• _Listed entries_:
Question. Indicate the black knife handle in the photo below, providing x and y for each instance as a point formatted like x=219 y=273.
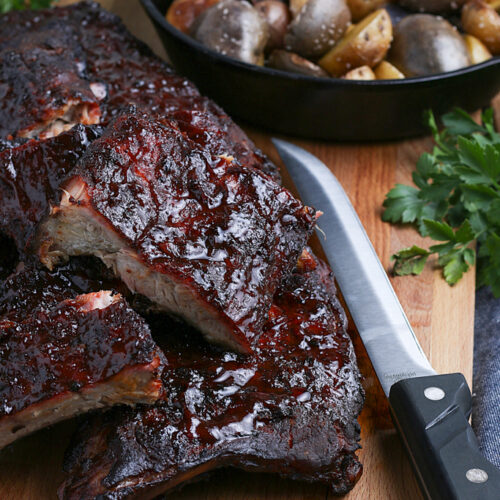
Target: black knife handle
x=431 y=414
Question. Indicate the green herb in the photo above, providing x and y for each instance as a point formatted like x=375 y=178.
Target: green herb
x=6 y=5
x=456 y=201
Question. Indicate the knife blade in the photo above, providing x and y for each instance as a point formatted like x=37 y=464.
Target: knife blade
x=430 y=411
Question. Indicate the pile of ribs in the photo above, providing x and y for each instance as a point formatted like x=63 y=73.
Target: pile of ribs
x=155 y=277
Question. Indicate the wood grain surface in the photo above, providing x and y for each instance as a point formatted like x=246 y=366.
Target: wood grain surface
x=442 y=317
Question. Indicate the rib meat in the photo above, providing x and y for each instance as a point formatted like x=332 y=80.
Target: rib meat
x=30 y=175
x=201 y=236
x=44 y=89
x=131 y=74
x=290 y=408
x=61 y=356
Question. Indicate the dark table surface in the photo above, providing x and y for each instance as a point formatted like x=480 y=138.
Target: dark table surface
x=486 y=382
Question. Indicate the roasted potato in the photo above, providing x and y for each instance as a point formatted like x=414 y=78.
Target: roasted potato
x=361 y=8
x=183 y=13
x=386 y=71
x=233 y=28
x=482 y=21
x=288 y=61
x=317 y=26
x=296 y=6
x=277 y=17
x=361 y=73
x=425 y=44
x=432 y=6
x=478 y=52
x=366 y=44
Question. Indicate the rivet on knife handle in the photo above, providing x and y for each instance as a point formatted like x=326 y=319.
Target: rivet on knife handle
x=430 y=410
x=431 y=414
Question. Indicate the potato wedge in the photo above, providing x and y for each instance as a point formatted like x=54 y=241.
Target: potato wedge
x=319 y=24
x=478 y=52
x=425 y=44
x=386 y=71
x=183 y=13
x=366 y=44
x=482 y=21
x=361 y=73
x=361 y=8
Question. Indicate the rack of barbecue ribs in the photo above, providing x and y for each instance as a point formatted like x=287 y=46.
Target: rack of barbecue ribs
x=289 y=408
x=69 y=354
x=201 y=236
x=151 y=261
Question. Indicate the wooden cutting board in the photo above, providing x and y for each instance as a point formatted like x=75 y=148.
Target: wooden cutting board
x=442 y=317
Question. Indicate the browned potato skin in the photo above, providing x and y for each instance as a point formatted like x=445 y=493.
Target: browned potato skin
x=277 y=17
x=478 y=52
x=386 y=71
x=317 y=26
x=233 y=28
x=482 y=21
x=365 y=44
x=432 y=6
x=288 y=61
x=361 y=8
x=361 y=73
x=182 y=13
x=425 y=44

...

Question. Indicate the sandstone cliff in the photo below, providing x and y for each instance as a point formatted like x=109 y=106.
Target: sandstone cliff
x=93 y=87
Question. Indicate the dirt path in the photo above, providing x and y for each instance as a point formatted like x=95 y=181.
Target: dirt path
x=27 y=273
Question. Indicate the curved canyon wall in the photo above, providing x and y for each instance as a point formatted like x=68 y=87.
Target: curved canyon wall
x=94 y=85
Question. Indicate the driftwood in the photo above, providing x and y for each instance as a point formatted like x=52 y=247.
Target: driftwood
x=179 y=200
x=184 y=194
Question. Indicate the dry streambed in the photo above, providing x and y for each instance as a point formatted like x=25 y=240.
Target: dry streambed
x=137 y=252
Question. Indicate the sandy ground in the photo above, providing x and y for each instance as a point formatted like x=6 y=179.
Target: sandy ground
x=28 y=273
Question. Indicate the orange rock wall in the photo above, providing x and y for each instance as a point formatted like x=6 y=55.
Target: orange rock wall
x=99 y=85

...

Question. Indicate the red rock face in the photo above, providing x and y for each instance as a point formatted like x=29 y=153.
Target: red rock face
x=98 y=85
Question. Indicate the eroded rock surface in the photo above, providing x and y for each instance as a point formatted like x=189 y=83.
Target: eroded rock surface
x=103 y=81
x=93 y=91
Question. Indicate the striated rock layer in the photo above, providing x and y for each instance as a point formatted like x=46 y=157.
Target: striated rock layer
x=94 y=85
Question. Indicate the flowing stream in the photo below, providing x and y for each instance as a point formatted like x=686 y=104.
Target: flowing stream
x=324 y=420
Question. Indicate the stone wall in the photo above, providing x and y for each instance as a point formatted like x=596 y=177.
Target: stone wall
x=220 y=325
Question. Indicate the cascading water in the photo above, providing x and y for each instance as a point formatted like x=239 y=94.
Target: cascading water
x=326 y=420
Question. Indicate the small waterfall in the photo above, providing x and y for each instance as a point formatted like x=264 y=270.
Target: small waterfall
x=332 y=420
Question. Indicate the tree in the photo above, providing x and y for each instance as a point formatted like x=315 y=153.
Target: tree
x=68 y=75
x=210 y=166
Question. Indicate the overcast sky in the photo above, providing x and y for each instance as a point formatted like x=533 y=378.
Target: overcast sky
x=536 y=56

• _Aim of the task_: Render the data from the line with "Question. Indicate the rib" to the line with "x=486 y=382", both included, as a JSON list of strings with one string per line and any blank lines left out.

• _Completed exercise_:
[
  "Question. Indicate the rib meat in the photo above, providing x and y for each instance as a point formatted like x=332 y=80.",
  "Target: rib meat",
  "x=30 y=175",
  "x=201 y=236",
  "x=44 y=89",
  "x=131 y=74",
  "x=290 y=408",
  "x=61 y=356",
  "Question. Indicate the dark table surface in the photo above, providing x and y for each instance as a point formatted like x=480 y=138.",
  "Target: dark table surface",
  "x=486 y=382"
]